[DATASET ENTRIES]
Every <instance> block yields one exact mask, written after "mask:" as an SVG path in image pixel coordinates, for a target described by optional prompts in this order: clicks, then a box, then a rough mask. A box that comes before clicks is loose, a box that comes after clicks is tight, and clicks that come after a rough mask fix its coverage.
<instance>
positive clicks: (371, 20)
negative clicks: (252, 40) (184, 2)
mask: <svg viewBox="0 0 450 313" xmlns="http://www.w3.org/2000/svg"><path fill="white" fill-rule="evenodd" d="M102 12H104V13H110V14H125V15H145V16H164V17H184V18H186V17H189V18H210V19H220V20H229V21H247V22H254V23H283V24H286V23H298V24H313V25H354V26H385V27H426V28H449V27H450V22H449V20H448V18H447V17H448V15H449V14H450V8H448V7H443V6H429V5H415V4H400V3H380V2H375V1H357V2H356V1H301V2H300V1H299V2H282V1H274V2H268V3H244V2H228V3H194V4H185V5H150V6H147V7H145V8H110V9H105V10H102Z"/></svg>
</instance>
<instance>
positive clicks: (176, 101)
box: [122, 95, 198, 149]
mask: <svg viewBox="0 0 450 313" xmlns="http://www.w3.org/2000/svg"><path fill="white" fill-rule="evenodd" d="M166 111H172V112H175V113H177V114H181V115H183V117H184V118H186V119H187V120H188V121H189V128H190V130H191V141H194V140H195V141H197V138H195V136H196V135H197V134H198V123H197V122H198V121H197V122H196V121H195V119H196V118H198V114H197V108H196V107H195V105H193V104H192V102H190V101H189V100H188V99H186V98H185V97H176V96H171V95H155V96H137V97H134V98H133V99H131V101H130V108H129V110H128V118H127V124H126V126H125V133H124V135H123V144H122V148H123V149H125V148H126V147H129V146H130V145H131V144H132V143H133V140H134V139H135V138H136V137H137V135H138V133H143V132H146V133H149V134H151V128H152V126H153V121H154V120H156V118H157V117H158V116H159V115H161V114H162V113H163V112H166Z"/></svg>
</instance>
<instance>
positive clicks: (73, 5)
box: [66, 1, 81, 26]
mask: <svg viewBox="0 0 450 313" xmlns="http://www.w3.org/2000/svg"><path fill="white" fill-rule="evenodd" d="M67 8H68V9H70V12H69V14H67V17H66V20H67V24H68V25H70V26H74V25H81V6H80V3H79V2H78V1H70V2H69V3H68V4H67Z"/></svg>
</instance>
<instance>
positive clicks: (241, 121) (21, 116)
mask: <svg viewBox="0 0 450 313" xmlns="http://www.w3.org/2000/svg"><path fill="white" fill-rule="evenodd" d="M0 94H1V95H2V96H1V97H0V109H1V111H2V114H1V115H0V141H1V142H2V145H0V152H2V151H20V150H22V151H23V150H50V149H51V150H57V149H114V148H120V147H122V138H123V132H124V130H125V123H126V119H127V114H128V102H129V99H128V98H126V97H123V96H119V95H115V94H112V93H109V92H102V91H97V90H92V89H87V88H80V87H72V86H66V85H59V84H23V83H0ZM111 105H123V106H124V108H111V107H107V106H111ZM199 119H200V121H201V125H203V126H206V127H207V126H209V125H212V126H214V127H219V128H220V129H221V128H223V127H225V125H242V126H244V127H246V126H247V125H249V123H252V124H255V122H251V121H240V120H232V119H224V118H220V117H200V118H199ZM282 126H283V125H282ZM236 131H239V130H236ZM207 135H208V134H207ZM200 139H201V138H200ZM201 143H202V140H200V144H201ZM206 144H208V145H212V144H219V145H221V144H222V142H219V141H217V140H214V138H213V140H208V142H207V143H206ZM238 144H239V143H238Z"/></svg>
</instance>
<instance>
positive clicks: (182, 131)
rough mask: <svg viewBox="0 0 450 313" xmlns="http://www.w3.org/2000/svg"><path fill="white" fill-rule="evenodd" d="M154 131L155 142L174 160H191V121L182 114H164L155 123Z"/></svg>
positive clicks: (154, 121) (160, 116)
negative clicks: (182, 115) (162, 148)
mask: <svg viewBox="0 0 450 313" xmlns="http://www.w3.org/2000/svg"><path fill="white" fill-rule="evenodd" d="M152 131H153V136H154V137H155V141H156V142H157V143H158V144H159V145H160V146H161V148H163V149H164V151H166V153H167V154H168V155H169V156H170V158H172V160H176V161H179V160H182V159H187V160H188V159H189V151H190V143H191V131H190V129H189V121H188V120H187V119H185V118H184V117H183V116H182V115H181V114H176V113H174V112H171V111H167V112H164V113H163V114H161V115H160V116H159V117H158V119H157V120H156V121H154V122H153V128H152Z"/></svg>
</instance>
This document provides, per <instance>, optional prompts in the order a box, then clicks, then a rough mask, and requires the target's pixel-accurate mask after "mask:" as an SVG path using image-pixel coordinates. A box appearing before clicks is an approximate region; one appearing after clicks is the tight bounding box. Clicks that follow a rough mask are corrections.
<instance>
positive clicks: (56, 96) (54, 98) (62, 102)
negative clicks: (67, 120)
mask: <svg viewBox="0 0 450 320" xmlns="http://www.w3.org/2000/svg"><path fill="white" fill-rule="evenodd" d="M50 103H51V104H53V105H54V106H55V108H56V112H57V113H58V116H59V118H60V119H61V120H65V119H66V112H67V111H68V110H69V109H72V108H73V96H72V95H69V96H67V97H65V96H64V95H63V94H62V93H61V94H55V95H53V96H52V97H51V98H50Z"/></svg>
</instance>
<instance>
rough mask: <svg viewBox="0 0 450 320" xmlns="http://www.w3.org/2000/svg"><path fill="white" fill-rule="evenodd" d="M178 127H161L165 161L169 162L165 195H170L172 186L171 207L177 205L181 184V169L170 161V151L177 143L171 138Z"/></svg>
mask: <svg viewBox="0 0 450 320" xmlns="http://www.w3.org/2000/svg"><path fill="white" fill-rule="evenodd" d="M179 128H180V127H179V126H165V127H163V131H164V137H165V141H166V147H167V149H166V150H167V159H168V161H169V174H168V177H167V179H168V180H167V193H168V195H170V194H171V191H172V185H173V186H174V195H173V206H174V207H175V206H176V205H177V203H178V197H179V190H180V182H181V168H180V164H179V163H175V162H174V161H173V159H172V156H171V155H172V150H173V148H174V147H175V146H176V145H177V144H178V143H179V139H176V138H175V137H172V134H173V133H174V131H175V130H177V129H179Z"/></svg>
[/DATASET ENTRIES]
TASK STATEMENT:
All records above must be returned exactly as they appear.

ANSWER FOR THIS EXERCISE:
Every <instance> block yields one exact mask, written after "mask:" as an SVG path in image pixel coordinates, for a target described by optional prompts in this order: clicks, then a box, then a rough mask. A box that comes before clicks is loose, a box that comes after clicks is tight, and clicks that come after a rough mask fix its coverage.
<instance>
positive clicks: (371, 20)
negative clicks: (252, 40) (184, 2)
mask: <svg viewBox="0 0 450 313" xmlns="http://www.w3.org/2000/svg"><path fill="white" fill-rule="evenodd" d="M102 12H104V13H110V14H125V15H145V16H164V17H184V18H186V17H189V18H210V19H220V20H229V21H247V22H254V23H283V24H286V23H298V24H313V25H354V26H385V27H426V28H449V27H450V22H449V20H448V18H447V17H448V15H449V14H450V8H448V7H443V6H429V5H415V4H400V3H380V2H375V1H357V2H356V1H301V2H300V1H299V2H282V1H274V2H268V3H244V2H228V3H194V4H185V5H150V6H147V7H145V8H110V9H105V10H102Z"/></svg>
</instance>
<instance>
positive clicks: (176, 101)
box: [122, 95, 198, 149]
mask: <svg viewBox="0 0 450 313" xmlns="http://www.w3.org/2000/svg"><path fill="white" fill-rule="evenodd" d="M166 111H172V112H175V113H177V114H181V115H183V117H184V118H186V119H187V120H188V121H189V128H190V130H191V141H194V140H195V141H197V138H195V136H196V135H197V134H198V123H197V122H198V121H197V122H196V121H195V119H196V118H198V114H197V108H196V107H195V105H193V104H192V102H190V101H189V100H188V99H186V98H185V97H176V96H171V95H155V96H137V97H134V98H133V99H131V101H130V108H129V110H128V118H127V124H126V126H125V133H124V135H123V144H122V148H123V149H125V148H126V147H129V146H130V145H131V144H132V143H133V140H134V139H135V138H136V137H137V135H138V133H143V132H146V133H149V134H151V128H152V126H153V121H154V120H156V118H157V117H158V116H159V115H161V114H162V113H163V112H166Z"/></svg>
</instance>
<instance>
positive clicks: (73, 5)
box: [66, 1, 81, 26]
mask: <svg viewBox="0 0 450 313" xmlns="http://www.w3.org/2000/svg"><path fill="white" fill-rule="evenodd" d="M67 8H68V9H70V12H69V14H67V17H66V20H67V24H68V25H70V26H74V25H81V6H80V3H79V2H78V1H70V2H69V3H68V4H67Z"/></svg>
</instance>
<instance>
positive clicks: (241, 121) (21, 116)
mask: <svg viewBox="0 0 450 313" xmlns="http://www.w3.org/2000/svg"><path fill="white" fill-rule="evenodd" d="M0 94H1V95H2V96H1V97H0V109H1V111H2V114H1V115H0V141H1V142H2V145H0V152H2V151H20V150H22V151H23V150H50V149H51V150H57V149H114V148H120V147H122V138H123V132H124V130H125V123H126V119H127V114H128V102H129V99H128V98H126V97H123V96H119V95H115V94H112V93H109V92H102V91H97V90H92V89H87V88H80V87H72V86H66V85H59V84H23V83H0ZM111 105H123V106H124V108H111V107H107V106H111ZM199 119H200V121H201V125H203V126H206V127H207V126H209V125H212V126H214V127H219V128H220V129H221V128H223V127H225V125H242V126H244V127H246V126H247V125H249V123H252V124H255V122H251V121H240V120H232V119H224V118H220V117H200V118H199ZM282 126H283V125H282ZM236 131H239V130H236ZM207 135H208V134H207ZM200 139H201V138H200ZM201 143H202V140H200V144H201ZM206 144H208V145H212V144H219V145H221V144H222V142H219V141H217V140H214V138H213V140H208V142H207V143H206ZM238 144H239V143H238Z"/></svg>
</instance>
<instance>
positive clicks: (182, 131)
rough mask: <svg viewBox="0 0 450 313" xmlns="http://www.w3.org/2000/svg"><path fill="white" fill-rule="evenodd" d="M154 131L155 142L174 160H191V121L182 114H164L155 123Z"/></svg>
positive clicks: (154, 121) (160, 116)
negative clicks: (182, 115) (162, 148)
mask: <svg viewBox="0 0 450 313" xmlns="http://www.w3.org/2000/svg"><path fill="white" fill-rule="evenodd" d="M152 131H153V136H154V137H155V141H156V142H157V143H158V144H159V145H160V146H161V148H163V149H164V151H166V153H167V154H168V155H169V156H170V158H172V160H176V161H179V160H182V159H187V160H188V159H189V151H190V143H191V131H190V129H189V121H188V120H187V119H185V118H184V117H183V116H182V115H181V114H176V113H174V112H171V111H167V112H164V113H163V114H161V115H160V116H159V117H158V119H157V120H156V121H154V122H153V128H152Z"/></svg>
</instance>
This document provides, per <instance>, optional prompts in the order a box, then clicks, then a rough mask, and requires the target's pixel-accurate mask after "mask:" as an SVG path using image-pixel coordinates. A box appearing before clicks is an approximate region; one appearing after clicks is the tight bounding box. Clicks that follow a rough mask are corrections.
<instance>
positive clicks: (56, 96) (54, 98) (62, 102)
negative clicks: (67, 120)
mask: <svg viewBox="0 0 450 320" xmlns="http://www.w3.org/2000/svg"><path fill="white" fill-rule="evenodd" d="M50 103H51V104H53V105H54V106H55V108H56V112H57V113H58V116H59V118H60V119H61V120H65V119H66V112H67V111H68V110H69V109H72V108H73V96H72V95H69V96H67V97H65V96H64V95H63V94H62V93H61V94H55V95H53V96H52V97H51V98H50Z"/></svg>
</instance>
<instance>
rough mask: <svg viewBox="0 0 450 320" xmlns="http://www.w3.org/2000/svg"><path fill="white" fill-rule="evenodd" d="M178 127H161L165 161L169 162L165 195H170L172 186L171 207L177 205L181 184V169L170 161V151L177 143L171 138Z"/></svg>
mask: <svg viewBox="0 0 450 320" xmlns="http://www.w3.org/2000/svg"><path fill="white" fill-rule="evenodd" d="M179 128H180V127H179V126H165V127H163V131H164V137H165V141H166V147H167V149H166V150H167V159H168V161H169V174H168V177H167V179H168V180H167V193H168V195H170V194H171V191H172V185H173V186H174V195H173V206H174V207H175V206H176V205H177V203H178V197H179V190H180V182H181V168H180V164H179V163H175V162H174V161H173V159H172V156H171V155H172V150H173V148H174V147H175V146H176V145H177V144H178V143H179V139H176V138H175V137H172V134H173V133H174V131H175V130H177V129H179Z"/></svg>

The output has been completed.